GIVEN PASSAGE>

============

Awesome
DNA Transcription and Translation Kata
This is a bioinformatics-related code kata designed for practicing test-driven development in tasks that involve data processing.
Goal:
Write a program that can take a DNA sequence as input and, as output, show all the hypothetical protein sequences that could be translated from it.
Example:
- Input DNA Sequence: AGGACGGGCTAACTCCGCTCGTCACAAAGCGCAATGCAGCTATGGCAGATGTTCATGCCG
- Output Protein Sequence: MNICHSCIALCDERS
Specifications:
Below are the specifications in written form. For a diagram, see the picture dna_kata_explanation.png in this folder.
-
DNA sequences are sequences of A, T, C, and G nucleotides.
- Example DNA Sequence: ttatttgggcatcc
- Because DNA is double-stranded, for every dna sequence there is also the antisense sequence, which is the sequence reversed and changed in the following pattern: A->T, T->A, C->G, G->C
-
DNA is transcribed into RNA sequences, which contain A, U, C, and G nucleotides.
- DNA is read in reverse order.
- RNA transcription follows the following pattern: A->U, T->A, C->G, G->C.
- Example Transcription: TTATGCATC -> GAUGCAUAA
-
RNA is translated into a protein sequence by converting sets of 3 nucleotides (called a codon) into a single peptide.
- RNA is read in the forwards direction and can be started from the 1st, 2nd, or 3rd nucleotide.
- The table "codons.json" contains the relationships between RNA codons and the peptides produced.
- The first peptide in the protein sequence is always Met -- everything beforehand is ignored.
- The last peptide in the sequence is always the one before a "STOP" codon--everything afterward, including the first STOP, is ignored.
- If there is no "Met" to start the sequence and no "STOP" to end it, no protein sequence is created at all.
- Protein sequences are written as one-letter codes. The file "peptides.json" contains the relationship between the three- and one-letter codes.
- Example Translation from RNA: ggaugcccaaauaa -> [Met, Pro, Arg] == MPK
Try it out using this online tool and type in the following sequence: ttatttgggcatcc and press the "Translate" button, and look for the protein sequence highlighted in red.

============

ENTRIES SUPPLIED>
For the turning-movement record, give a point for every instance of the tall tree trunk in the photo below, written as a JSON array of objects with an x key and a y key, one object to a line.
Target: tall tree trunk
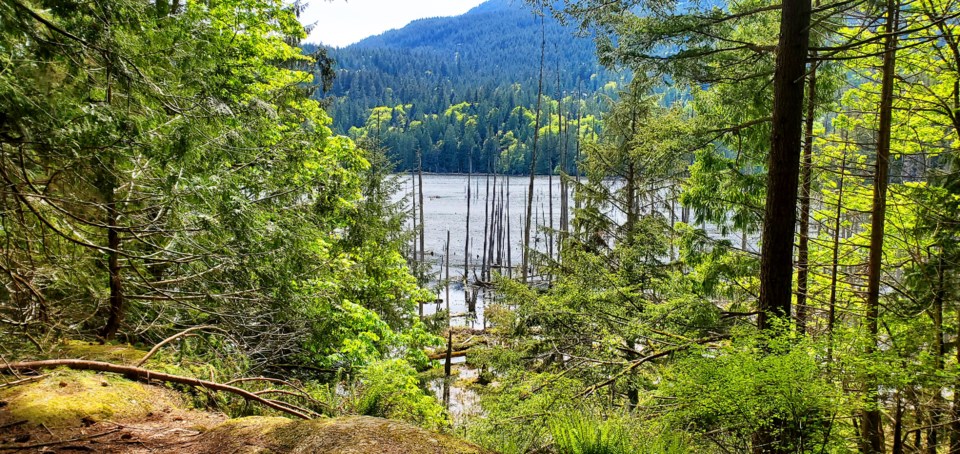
[
  {"x": 533, "y": 160},
  {"x": 871, "y": 420},
  {"x": 937, "y": 405},
  {"x": 420, "y": 196},
  {"x": 783, "y": 164},
  {"x": 783, "y": 172},
  {"x": 116, "y": 309},
  {"x": 466, "y": 242},
  {"x": 835, "y": 263},
  {"x": 803, "y": 249}
]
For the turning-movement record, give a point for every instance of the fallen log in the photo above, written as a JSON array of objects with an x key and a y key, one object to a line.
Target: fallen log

============

PROMPT A>
Which nucleotides make up RNA sequences, according to the kata description?
PROMPT B>
Retype the part of the kata description that opens with the words containing "- Example Transcription: TTATGCATC" and closes with "beforehand is ignored.".
PROMPT C>
Do these statements agree with the kata description? (i) DNA is read in reverse order. (ii) RNA can be read starting only from the 1st nucleotide. (iii) The first peptide in the protein sequence is always Met. Answer yes or no for each, quoting the words of the kata description that decide it.
None of the records are needed here.

RESULT A>
A, U, C, and G

RESULT B>
- Example Transcription: TTATGCATC -> GAUGCAUAA
-
RNA is translated into a protein sequence by converting sets of 3 nucleotides (called a codon) into a single peptide.
- RNA is read in the forwards direction and can be started from the 1st, 2nd, or 3rd nucleotide.
- The table "codons.json" contains the relationships between RNA codons and the peptides produced.
- The first peptide in the protein sequence is always Met -- everything beforehand is ignored.

RESULT C>
(i) Yes: "DNA is read in reverse order."
(ii) No: "RNA is read in the forwards direction and can be started from the 1st, 2nd, or 3rd nucleotide."
(iii) Yes: "The first peptide in the protein sequence is always Met"